_Task to carry out_.
Set down exactly, and only, the lines from the one with "the hummingbird's white" to the final line of the entries, both included.

_Available data_.
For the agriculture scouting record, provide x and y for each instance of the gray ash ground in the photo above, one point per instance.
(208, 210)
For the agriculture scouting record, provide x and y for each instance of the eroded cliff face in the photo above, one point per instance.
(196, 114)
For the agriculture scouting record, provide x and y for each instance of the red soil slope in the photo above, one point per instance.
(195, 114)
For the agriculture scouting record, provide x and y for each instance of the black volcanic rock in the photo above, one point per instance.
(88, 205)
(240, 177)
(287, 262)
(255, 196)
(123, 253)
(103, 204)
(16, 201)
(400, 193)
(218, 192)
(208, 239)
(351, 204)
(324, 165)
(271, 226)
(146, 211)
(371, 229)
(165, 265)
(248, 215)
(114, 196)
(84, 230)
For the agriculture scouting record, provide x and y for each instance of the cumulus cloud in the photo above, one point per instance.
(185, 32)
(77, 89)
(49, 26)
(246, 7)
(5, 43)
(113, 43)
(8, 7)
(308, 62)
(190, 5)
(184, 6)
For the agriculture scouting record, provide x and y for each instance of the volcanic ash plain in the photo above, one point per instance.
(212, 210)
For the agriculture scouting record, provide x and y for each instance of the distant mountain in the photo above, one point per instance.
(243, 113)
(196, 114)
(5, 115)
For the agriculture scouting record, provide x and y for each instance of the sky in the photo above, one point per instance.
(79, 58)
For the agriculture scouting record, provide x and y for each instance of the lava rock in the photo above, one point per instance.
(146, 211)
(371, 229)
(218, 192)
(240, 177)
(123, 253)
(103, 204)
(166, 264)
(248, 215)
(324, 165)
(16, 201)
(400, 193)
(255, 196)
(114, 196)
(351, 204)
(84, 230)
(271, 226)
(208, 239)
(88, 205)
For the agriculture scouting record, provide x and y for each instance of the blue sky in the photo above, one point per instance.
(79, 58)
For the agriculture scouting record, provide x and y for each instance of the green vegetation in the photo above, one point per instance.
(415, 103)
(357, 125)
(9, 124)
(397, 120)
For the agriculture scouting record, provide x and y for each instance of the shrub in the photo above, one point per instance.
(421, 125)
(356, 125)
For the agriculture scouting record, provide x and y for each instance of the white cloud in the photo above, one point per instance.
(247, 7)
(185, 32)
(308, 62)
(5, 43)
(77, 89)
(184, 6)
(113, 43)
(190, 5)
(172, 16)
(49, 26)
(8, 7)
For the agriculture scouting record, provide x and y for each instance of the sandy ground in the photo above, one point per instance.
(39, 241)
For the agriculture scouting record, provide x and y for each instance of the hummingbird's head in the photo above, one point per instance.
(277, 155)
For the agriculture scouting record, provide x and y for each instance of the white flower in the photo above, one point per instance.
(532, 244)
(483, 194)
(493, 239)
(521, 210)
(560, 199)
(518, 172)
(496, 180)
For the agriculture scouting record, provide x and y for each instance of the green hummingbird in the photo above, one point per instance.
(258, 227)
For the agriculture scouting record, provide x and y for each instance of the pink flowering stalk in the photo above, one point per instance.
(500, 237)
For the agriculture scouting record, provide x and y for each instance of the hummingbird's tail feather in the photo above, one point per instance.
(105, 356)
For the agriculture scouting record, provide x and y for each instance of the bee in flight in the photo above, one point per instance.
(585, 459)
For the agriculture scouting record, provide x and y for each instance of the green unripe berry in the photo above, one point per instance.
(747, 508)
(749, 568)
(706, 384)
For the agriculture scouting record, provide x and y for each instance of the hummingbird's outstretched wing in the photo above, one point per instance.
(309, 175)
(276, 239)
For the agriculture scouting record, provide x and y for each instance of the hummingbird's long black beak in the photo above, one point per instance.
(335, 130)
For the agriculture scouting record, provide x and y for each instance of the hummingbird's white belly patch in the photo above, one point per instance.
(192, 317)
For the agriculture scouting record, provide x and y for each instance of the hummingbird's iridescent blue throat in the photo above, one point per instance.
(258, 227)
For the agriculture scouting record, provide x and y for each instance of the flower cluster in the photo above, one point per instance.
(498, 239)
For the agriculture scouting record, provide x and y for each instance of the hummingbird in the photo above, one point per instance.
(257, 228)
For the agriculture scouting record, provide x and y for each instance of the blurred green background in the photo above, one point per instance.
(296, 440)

_Response_.
For the agriculture scouting record, provide x and y for each instance of the hummingbird's white belly patch in the photo above, one point per instance.
(192, 317)
For the agriculture scouting record, provide x and y for each instance of the hummingbird's iridescent blue throat in the photo above, one point per instance.
(258, 227)
For the agriculture scouting record, provide x and y for each instance of the flower cluster in the photo above, one point per instance.
(498, 239)
For the agriculture scouting record, provide x and y for each instance of the hummingbird in the photo above, one point per instance.
(257, 228)
For the agriculture scouting record, provide x and y for each instance of the blurred green background in the photo above, one point per instance.
(296, 440)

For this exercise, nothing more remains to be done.